Task requirements:
Restate the entries below verbatim.

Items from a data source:
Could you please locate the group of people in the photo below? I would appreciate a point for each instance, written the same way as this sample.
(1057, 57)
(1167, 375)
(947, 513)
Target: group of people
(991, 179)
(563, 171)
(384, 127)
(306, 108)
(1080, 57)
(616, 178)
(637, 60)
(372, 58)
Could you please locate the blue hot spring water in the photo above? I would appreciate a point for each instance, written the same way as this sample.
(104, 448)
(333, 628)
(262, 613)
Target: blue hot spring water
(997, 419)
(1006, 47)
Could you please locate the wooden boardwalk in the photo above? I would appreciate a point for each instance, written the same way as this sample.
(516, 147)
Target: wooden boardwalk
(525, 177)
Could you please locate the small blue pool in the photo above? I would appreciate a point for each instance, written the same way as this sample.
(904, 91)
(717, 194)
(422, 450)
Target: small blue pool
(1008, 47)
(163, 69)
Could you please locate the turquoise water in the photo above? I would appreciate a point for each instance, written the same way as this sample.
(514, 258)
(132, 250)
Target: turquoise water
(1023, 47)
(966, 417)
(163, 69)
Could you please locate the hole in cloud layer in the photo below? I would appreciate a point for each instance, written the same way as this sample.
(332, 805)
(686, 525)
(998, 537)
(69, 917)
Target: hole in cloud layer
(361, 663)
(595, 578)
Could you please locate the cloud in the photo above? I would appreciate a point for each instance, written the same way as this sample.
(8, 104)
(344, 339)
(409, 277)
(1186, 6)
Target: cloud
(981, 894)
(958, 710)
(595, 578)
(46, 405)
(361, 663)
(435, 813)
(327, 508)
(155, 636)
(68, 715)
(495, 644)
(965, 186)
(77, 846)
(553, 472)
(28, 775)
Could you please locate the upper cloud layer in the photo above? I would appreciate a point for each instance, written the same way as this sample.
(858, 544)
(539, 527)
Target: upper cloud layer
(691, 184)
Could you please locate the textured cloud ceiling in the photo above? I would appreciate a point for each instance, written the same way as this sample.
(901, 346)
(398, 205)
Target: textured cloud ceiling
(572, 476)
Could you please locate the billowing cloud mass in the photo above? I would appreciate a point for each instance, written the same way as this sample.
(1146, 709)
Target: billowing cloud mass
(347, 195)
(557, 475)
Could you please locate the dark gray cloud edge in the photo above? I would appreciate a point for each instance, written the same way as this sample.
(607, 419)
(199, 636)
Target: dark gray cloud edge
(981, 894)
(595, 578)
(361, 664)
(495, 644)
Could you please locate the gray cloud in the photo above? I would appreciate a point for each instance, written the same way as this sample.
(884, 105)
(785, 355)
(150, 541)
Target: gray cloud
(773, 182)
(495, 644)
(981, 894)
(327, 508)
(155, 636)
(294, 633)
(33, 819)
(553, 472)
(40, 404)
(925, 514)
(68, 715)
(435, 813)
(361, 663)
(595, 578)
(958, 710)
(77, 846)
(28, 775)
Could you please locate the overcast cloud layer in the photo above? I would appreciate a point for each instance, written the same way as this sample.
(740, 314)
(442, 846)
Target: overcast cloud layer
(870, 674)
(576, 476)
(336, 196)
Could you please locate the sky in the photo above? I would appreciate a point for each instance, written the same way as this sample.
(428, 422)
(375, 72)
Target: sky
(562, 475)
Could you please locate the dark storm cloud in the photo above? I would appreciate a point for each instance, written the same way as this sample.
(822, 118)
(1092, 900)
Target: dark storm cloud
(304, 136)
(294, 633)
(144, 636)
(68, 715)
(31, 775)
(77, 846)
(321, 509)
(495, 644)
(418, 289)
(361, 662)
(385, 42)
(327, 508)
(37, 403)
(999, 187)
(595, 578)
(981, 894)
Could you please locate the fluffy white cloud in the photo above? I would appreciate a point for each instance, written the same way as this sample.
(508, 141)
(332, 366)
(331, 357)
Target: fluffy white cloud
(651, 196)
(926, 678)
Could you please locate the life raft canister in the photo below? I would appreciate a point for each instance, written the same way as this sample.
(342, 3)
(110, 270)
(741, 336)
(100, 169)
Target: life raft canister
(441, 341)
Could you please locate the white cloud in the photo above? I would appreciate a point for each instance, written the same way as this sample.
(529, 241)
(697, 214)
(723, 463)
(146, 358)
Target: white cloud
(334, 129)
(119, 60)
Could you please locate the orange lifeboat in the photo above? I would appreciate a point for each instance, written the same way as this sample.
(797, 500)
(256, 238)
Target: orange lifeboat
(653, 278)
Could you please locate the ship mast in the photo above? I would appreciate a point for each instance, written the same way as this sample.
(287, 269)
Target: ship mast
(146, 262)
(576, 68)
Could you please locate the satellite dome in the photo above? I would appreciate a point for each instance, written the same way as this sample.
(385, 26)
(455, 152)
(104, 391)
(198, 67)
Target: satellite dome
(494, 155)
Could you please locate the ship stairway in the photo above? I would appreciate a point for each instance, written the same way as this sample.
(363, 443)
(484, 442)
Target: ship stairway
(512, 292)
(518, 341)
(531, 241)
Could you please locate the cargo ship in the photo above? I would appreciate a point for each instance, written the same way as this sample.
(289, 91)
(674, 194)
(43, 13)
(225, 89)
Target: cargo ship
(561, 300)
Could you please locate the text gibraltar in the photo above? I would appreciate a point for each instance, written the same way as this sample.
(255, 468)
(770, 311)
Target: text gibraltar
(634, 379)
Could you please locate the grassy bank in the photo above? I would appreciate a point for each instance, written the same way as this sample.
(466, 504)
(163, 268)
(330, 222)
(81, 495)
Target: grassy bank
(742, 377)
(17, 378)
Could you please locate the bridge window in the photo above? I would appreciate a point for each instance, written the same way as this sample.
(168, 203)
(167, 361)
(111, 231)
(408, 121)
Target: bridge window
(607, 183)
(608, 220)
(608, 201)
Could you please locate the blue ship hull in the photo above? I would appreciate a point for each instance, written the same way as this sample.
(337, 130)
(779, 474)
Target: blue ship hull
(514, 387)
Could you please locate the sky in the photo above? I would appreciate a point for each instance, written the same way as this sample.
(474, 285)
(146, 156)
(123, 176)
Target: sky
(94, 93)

Written answer:
Could you please locate the group of people in the photo below? I would appreciate a point for each instance, written the same way as this sample.
(1057, 57)
(1167, 375)
(947, 513)
Target: group of people
(991, 179)
(563, 171)
(384, 127)
(306, 108)
(1080, 57)
(616, 178)
(637, 60)
(372, 58)
Could you please locate the blue hot spring water in the photo above? I would appreciate a point for each instance, written the same way as this sample.
(104, 448)
(333, 628)
(262, 613)
Target: blue hot spring water
(997, 419)
(1006, 47)
Could you please locate the wooden boardwalk in the photo above? I would appreciate a point for each instance, written the same way as this sample.
(516, 147)
Target: wooden boardwalk
(525, 177)
Could you please locate the small blue pool in the photo above? I would appreciate a point for each instance, written the same way as this sample.
(904, 91)
(717, 194)
(422, 450)
Target: small blue pool
(1008, 47)
(163, 69)
Could you please locate the turquoise water in the photo above? I would appreciate a point for each instance, written the same way as this sample.
(514, 258)
(132, 250)
Target: turquoise water
(1023, 47)
(966, 417)
(163, 69)
Could you please locate the hole in cloud layer in the photo below? I would appreciate a point for each instance, written the same way as this sample.
(332, 805)
(686, 525)
(998, 537)
(69, 917)
Target: hole in cloud layer
(361, 663)
(595, 578)
Could you please locate the cloud in the photo above? I would appreciate a point for each instance, written the same way as this sample.
(8, 104)
(344, 339)
(409, 277)
(1186, 6)
Target: cloud
(981, 894)
(958, 710)
(595, 578)
(46, 405)
(361, 663)
(435, 813)
(327, 508)
(155, 636)
(68, 715)
(495, 644)
(965, 186)
(77, 846)
(553, 472)
(28, 775)
Could you please locate the upper cloud layer in the photo above? I would appreciate a point for each instance, written the same way as this sample.
(858, 544)
(539, 527)
Target: upper cloud layer
(691, 184)
Could you please locate the textured cloud ceiling in the photo above? I would appreciate a point for each instance, written the same way as this sample.
(901, 346)
(398, 205)
Target: textured cloud ceiling
(572, 476)
Could you please locate the billowing cloud mass in the photo above? I would appreciate a point for each instance, written the same way as this sample.
(1146, 709)
Target: billowing cloud mass
(347, 195)
(557, 475)
Could you please locate the dark gray cloud edge in the photo above? I would appreciate a point for each instance, written the same way as this sample.
(607, 419)
(199, 636)
Target: dark gray cloud edge
(981, 894)
(595, 578)
(361, 664)
(495, 644)
Could you please locate the gray cloud in the photo above? I would appreciate a point for each instance, written the same way as this sample.
(884, 105)
(785, 355)
(150, 541)
Target: gray cloud
(773, 182)
(495, 644)
(981, 894)
(327, 508)
(155, 636)
(294, 633)
(33, 819)
(553, 472)
(40, 404)
(925, 514)
(68, 715)
(435, 813)
(361, 663)
(595, 578)
(958, 710)
(77, 846)
(28, 775)
Could you please locate the overcast cloud layer in the photo above? I would appreciate a point for each instance, written the same way as this sample.
(740, 314)
(442, 846)
Target: overcast cloud layer
(870, 674)
(576, 476)
(336, 196)
Could you please locate the sky in the photo above? I would appreciate a point for each instance, written the same way as this sample.
(428, 422)
(375, 72)
Target: sky
(562, 475)
Could you please locate the dark storm cloud in the photo above? I would appreciate a point for each instance, written the same way as this sample.
(822, 118)
(1092, 900)
Target: dark storm cloud
(304, 136)
(294, 633)
(144, 636)
(68, 715)
(31, 775)
(77, 846)
(321, 509)
(495, 644)
(418, 289)
(361, 662)
(385, 42)
(327, 508)
(37, 403)
(999, 187)
(595, 578)
(981, 894)
Could you please locate the fluffy white cloud in the photo above? I would appreciate a point for each instance, written the same way as this sample.
(508, 141)
(332, 366)
(331, 357)
Target: fluffy white cloud
(651, 196)
(926, 678)
Could you please locate the life raft canister in the photo below? I would appreciate a point for each instance, written the same way as this sample.
(342, 3)
(110, 270)
(741, 336)
(100, 169)
Target: life raft canister
(441, 341)
Could you please locate the white cloud in the photo above? I would appreciate a point for each instance, written the same way as this sample.
(529, 241)
(697, 214)
(723, 463)
(146, 358)
Target: white cloud
(334, 129)
(119, 60)
Could you please locate the orange lifeboat in the photo above? I would appreciate a point for each instance, written the same way as this sample.
(797, 500)
(256, 238)
Target: orange lifeboat
(653, 278)
Could you please locate the ship mast in the photo above? I would appreciate a point for each instance, written the same way as this sample.
(287, 269)
Target: ship mast
(146, 262)
(576, 68)
Could you please locate the satellite dome in the photo above? I would appreciate a point for each instance, written the same way as this sample.
(385, 26)
(455, 152)
(104, 391)
(198, 67)
Target: satellite dome
(494, 155)
Could you please locate the ship stairway in the photo above? I would appreciate a point for each instance, written the same way as this sample.
(363, 443)
(484, 442)
Target: ship stairway
(512, 292)
(518, 341)
(531, 241)
Could you please locate the cargo ship in the photo above? I would appreciate a point for each instance, written the same way as this sample.
(289, 91)
(674, 194)
(43, 13)
(225, 89)
Target: cargo ship
(561, 300)
Could you please locate the text gibraltar in the photo above? I would appreciate a point for each instance, written the same way as this sample.
(255, 468)
(770, 311)
Target: text gibraltar
(634, 379)
Could you please locate the grassy bank in the photo above? I would appreciate a point for each instance, written the same way as this sample.
(466, 504)
(163, 268)
(330, 222)
(81, 495)
Target: grassy bank
(742, 377)
(17, 378)
Could you please locate the bridge window in the photo above? I would appreciate a point for each instance, written the same way as this sample.
(168, 203)
(167, 361)
(111, 231)
(408, 121)
Target: bridge window
(607, 183)
(608, 220)
(608, 201)
Could you please locate the blue ship hull in the photo above? I would appreciate a point for each instance, written the same way as this sample.
(337, 130)
(779, 474)
Target: blue ship hull
(514, 387)
Could you please locate the sky in the photo above? I would appreciate a point for each instance, written the same way as this sample.
(474, 285)
(146, 156)
(123, 176)
Target: sky
(94, 93)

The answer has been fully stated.